──────── DATASET EXTRACT
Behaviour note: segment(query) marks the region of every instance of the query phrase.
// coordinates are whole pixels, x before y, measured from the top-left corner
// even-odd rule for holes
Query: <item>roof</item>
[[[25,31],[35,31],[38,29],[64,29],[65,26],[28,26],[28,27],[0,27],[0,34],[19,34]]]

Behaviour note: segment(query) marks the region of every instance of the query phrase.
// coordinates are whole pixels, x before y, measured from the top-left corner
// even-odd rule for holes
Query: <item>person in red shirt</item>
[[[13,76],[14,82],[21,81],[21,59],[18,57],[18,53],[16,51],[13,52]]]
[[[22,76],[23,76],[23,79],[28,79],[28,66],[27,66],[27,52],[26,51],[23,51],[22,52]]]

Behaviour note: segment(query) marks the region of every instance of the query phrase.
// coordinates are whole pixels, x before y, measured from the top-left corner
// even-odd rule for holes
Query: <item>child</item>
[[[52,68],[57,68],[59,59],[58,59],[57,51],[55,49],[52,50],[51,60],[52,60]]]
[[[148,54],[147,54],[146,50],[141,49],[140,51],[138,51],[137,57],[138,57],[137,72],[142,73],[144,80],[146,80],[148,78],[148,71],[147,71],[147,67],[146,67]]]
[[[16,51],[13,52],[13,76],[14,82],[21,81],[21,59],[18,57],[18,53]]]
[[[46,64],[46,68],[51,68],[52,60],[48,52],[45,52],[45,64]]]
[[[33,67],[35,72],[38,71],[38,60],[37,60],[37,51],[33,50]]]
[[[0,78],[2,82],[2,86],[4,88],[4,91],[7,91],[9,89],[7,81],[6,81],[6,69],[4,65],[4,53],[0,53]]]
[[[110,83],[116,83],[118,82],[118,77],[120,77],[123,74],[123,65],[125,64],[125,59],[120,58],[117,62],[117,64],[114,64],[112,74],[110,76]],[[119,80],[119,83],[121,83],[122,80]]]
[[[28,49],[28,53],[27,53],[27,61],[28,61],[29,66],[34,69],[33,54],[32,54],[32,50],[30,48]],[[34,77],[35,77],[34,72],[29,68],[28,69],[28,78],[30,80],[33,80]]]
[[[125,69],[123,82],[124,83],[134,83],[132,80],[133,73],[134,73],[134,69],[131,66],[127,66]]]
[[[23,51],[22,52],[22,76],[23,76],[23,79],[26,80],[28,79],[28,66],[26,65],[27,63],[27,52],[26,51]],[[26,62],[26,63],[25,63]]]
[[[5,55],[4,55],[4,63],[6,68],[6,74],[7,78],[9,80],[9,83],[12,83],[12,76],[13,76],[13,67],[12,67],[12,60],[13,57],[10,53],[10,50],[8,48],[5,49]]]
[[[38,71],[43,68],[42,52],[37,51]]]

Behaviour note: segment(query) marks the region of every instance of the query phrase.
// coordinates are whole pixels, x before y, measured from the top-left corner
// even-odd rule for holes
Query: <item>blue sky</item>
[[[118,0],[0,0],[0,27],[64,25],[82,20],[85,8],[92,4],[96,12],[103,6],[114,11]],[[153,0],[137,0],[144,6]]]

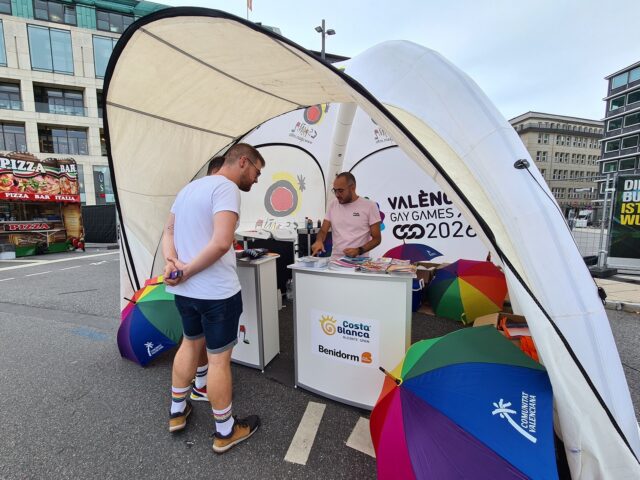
────────────────
→ REQUIRED WORK: Without copying any picture, write out the entries exactly.

→ FINISHED TASK:
Behaviour note: segment(query) marks the region of every instance of the query phrase.
// coordinates are whole pixels, x before y, measured from the top-left corner
// even-odd rule for holes
Query: <item>roof</item>
[[[25,31],[35,31],[38,29],[64,29],[65,26],[28,26],[28,27],[0,27],[0,34],[19,34]]]

Behaviour note: segment(query) marks the region of every instance of the query phrase.
// coordinates are whole pixels, x before y, measured from the top-left corner
// even-odd rule for holes
Query: <item>person in red shirt</item>
[[[13,76],[14,82],[21,81],[21,59],[18,57],[18,53],[16,51],[13,52]]]
[[[22,76],[23,76],[23,79],[28,79],[28,66],[27,66],[27,52],[26,51],[23,51],[22,52]]]

Behaviour note: segment(query) marks the region of every instance of the query phrase.
// coordinates are whole pixels, x before y, measured from the top-left corner
// even-odd rule for holes
Query: <item>child</item>
[[[52,68],[57,68],[59,59],[58,59],[57,51],[55,49],[52,50],[51,60],[52,60]]]
[[[148,54],[147,54],[146,50],[141,49],[140,51],[138,51],[137,57],[138,57],[137,72],[142,73],[144,80],[146,80],[148,78],[148,71],[147,71],[147,67],[146,67]]]
[[[16,51],[13,52],[13,76],[14,82],[21,81],[21,59],[18,57],[18,53]]]
[[[46,64],[46,68],[51,68],[52,60],[48,52],[45,52],[45,64]]]
[[[33,67],[35,72],[38,71],[38,60],[37,60],[37,51],[33,50]]]
[[[0,78],[2,82],[2,86],[4,88],[4,91],[7,91],[9,89],[7,81],[6,81],[6,69],[4,65],[4,53],[0,53]]]
[[[110,83],[116,83],[118,82],[118,77],[120,77],[123,74],[123,65],[125,64],[125,59],[120,58],[117,62],[117,64],[114,64],[112,74],[110,76]],[[119,80],[119,83],[121,83],[122,80]]]
[[[28,49],[28,53],[27,53],[27,61],[28,61],[29,66],[34,69],[33,54],[32,54],[32,50],[30,48]],[[34,77],[35,77],[34,72],[29,68],[28,69],[28,78],[30,80],[33,80]]]
[[[125,69],[123,82],[124,83],[134,83],[132,80],[133,73],[134,73],[134,69],[131,66],[127,66]]]
[[[23,51],[22,52],[22,76],[23,76],[23,79],[26,80],[28,79],[28,66],[26,65],[27,63],[27,52],[26,51]],[[26,62],[26,63],[25,63]]]
[[[5,55],[4,55],[4,63],[6,68],[6,74],[7,78],[9,80],[9,83],[12,83],[12,76],[13,76],[13,67],[12,67],[12,60],[13,57],[10,53],[10,50],[8,48],[5,49]]]
[[[38,71],[43,68],[42,52],[37,51]]]

Behaviour note: segment(query) marks the region of every instance of the query phrase.
// coordinates are whole pixels, x before y, measured from the top-left corner
// even-odd rule for holes
Query: <item>blue sky</item>
[[[118,0],[0,0],[0,27],[64,25],[82,20],[85,8],[92,4],[96,12],[103,6],[114,11]],[[153,0],[137,0],[144,6]]]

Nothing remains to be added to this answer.